Given exercise: From the line containing "Point to one spot on every instance of the utility" down to the last line of the records below, copy every line exactly. Leave out everything before it.
----- Material shown
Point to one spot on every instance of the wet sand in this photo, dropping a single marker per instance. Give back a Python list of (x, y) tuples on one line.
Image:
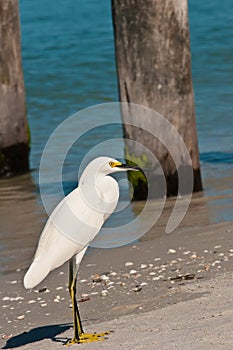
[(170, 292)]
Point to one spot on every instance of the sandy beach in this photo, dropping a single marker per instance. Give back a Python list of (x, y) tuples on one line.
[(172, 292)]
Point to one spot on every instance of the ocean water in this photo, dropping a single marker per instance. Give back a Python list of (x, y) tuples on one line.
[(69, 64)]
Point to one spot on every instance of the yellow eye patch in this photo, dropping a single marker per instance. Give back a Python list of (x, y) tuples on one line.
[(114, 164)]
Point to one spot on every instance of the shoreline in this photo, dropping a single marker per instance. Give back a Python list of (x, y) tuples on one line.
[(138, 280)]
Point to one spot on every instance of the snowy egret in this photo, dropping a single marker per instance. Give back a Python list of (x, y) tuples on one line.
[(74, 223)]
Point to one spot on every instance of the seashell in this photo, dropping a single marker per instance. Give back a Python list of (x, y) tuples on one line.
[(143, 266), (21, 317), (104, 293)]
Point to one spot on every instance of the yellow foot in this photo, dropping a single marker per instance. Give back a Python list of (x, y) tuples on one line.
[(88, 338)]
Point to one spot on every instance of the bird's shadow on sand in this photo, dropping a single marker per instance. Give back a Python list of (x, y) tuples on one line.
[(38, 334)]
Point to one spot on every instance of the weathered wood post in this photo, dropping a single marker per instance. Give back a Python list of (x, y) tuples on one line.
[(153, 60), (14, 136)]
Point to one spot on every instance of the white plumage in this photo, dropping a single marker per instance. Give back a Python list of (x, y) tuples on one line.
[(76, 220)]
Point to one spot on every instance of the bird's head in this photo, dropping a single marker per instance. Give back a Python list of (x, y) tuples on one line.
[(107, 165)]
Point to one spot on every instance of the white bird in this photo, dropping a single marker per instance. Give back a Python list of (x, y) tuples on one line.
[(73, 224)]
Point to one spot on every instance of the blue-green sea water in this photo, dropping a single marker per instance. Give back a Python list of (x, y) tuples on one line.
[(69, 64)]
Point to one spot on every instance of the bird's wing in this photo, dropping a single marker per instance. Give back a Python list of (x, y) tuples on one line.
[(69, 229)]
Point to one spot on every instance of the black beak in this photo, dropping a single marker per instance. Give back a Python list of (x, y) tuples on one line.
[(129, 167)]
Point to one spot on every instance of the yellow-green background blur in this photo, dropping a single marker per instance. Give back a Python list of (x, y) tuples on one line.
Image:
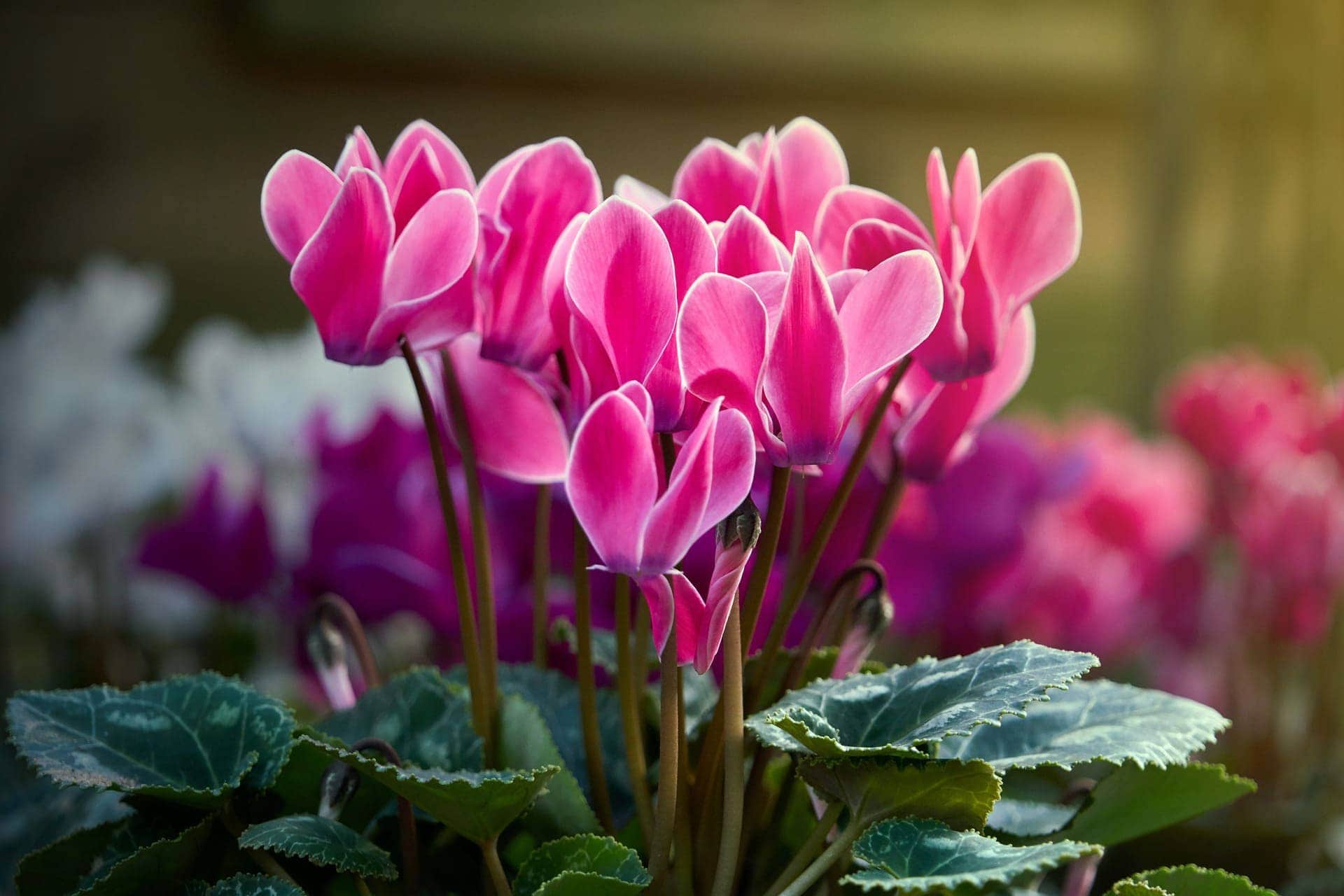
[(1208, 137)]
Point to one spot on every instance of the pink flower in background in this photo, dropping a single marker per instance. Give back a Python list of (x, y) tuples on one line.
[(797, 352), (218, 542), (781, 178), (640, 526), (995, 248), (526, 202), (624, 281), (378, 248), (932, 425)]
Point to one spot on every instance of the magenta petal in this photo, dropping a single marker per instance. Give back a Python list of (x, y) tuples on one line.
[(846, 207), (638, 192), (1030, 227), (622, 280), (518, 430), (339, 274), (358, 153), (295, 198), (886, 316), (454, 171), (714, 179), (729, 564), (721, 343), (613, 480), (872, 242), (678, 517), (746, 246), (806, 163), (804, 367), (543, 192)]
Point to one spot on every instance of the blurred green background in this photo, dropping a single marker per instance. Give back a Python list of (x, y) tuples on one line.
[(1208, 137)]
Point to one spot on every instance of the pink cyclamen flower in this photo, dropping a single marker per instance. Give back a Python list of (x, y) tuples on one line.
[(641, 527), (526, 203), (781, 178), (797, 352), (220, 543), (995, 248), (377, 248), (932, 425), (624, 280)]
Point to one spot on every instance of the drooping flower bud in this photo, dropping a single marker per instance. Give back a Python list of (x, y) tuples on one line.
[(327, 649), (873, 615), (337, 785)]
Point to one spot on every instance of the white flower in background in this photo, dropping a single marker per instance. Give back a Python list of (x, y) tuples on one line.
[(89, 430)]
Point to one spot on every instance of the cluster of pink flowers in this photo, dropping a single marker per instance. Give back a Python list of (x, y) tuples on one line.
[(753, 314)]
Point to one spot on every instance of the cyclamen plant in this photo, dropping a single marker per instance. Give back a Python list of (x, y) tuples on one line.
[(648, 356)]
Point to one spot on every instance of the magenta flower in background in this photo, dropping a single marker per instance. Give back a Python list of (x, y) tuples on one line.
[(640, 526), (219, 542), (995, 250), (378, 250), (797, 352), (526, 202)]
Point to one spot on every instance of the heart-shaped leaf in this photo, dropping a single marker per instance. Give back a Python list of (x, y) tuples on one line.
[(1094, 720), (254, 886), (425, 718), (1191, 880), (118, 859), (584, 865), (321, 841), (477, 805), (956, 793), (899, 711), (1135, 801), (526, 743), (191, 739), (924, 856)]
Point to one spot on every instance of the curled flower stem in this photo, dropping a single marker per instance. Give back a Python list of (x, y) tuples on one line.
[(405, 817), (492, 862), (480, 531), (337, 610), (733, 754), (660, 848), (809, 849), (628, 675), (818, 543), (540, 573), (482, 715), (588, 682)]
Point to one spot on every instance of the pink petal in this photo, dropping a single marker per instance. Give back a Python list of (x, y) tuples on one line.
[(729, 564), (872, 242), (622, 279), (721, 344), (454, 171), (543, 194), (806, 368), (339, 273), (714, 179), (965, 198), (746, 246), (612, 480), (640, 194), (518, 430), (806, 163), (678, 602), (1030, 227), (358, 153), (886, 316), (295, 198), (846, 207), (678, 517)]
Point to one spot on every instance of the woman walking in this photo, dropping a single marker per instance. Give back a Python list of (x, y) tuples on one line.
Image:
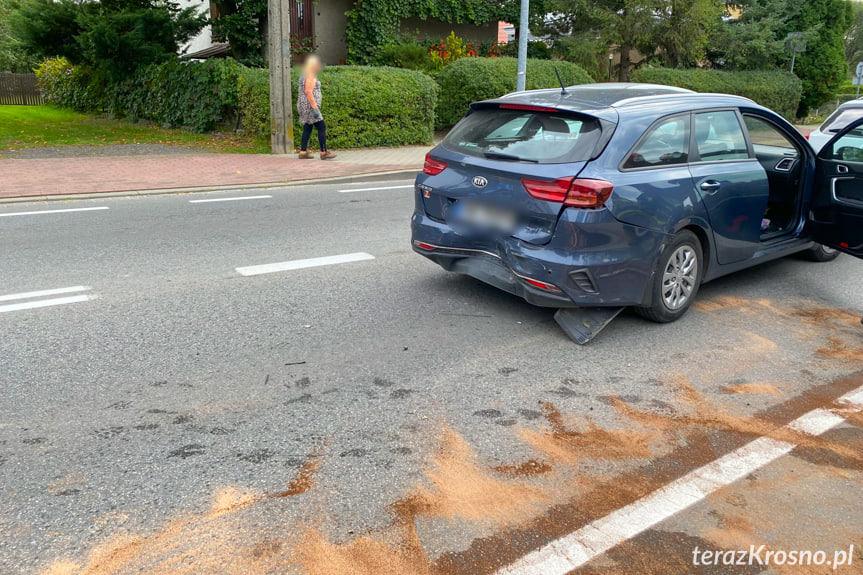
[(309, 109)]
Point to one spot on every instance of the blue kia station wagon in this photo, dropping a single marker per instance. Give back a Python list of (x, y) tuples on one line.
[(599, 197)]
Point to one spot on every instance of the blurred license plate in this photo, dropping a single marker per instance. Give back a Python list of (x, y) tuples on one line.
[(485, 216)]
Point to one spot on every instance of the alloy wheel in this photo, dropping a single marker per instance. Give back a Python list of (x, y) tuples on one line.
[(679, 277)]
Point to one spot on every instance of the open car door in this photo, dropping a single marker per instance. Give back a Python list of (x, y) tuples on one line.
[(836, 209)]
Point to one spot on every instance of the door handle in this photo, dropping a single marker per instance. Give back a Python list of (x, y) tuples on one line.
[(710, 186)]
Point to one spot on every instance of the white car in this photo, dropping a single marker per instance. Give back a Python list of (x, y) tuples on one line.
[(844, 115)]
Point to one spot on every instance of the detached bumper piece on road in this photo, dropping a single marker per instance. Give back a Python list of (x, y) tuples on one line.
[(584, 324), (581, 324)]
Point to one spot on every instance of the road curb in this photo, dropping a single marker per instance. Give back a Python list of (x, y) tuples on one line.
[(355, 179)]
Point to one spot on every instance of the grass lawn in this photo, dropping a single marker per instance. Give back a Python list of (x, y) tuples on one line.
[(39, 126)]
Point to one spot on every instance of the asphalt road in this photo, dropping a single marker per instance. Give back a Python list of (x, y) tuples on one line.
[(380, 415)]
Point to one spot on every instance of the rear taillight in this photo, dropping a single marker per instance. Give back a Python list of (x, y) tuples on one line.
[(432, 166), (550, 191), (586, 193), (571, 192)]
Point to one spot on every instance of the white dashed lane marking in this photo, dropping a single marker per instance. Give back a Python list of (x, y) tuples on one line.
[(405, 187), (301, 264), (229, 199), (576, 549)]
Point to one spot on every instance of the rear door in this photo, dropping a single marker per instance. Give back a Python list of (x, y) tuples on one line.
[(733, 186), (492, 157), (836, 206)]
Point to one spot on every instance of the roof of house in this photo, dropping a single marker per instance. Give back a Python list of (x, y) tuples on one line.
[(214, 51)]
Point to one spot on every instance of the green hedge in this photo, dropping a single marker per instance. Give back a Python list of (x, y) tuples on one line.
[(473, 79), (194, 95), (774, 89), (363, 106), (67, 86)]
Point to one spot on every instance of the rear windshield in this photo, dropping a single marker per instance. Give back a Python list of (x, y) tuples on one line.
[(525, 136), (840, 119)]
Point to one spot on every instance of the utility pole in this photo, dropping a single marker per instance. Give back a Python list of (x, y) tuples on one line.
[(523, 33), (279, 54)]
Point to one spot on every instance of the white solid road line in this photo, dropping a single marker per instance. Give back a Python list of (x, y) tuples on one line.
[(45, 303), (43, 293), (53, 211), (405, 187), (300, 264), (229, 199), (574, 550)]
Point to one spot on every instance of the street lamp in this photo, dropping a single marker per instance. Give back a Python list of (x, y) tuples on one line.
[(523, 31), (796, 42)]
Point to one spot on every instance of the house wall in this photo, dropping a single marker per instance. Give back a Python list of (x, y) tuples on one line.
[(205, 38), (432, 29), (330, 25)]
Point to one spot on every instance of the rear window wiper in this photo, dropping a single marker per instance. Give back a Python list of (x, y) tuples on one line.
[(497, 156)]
----------
Correct response:
Point to one spot on every instance of the utility pole in this photo, dropping a single marker per instance. Give back a Python list of (x, y) tuples on one line.
[(523, 33), (279, 54)]
Point to one spot on every instance of the white solid road line in this photo, dropping a single marker per instance. Give back a Python list of (x, y) tuples on one line.
[(45, 303), (43, 293), (53, 211), (405, 187), (300, 264), (229, 199), (574, 550)]
Point to one spot on every instance of the street lamp in this photo, dropping a single marker per instance. Give back a Python list of (x, y) tuples on one line.
[(523, 31), (796, 42)]
Point to one spot on every instance of the house wall in this photo, dropping a single marker per instance. Give back a Python list of (x, y) tuples on one line.
[(205, 38), (432, 29), (330, 25)]
Point to one spot on every instance of the rear window wiper in this photo, dropping a single marker per instance. Give back a Python list of (x, y) tuples on one line.
[(497, 156)]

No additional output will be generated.